Activity:
From the records below, count the lines containing the word "curly" and give only that number.

= = = = = = =

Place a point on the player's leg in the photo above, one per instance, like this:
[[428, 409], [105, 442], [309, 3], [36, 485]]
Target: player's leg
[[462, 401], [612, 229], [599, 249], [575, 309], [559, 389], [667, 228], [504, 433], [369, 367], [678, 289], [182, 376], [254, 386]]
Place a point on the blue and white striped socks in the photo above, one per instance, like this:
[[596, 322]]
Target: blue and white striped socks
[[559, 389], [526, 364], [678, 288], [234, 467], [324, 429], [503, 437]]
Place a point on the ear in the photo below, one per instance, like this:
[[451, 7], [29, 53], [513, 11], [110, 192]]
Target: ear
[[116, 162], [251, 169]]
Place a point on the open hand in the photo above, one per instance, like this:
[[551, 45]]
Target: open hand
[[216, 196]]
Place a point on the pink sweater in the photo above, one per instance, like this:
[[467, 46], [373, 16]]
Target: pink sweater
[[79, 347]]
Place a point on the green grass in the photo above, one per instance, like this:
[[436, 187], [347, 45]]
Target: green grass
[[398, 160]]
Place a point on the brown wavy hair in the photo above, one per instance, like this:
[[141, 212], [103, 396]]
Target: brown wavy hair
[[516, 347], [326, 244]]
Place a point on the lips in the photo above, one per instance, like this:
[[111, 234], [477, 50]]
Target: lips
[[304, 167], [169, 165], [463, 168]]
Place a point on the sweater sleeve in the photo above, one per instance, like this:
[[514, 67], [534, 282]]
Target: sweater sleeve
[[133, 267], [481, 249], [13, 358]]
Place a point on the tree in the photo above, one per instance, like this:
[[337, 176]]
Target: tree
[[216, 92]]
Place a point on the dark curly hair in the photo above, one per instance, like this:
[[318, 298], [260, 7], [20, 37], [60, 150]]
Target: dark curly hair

= = = = = = =

Task output:
2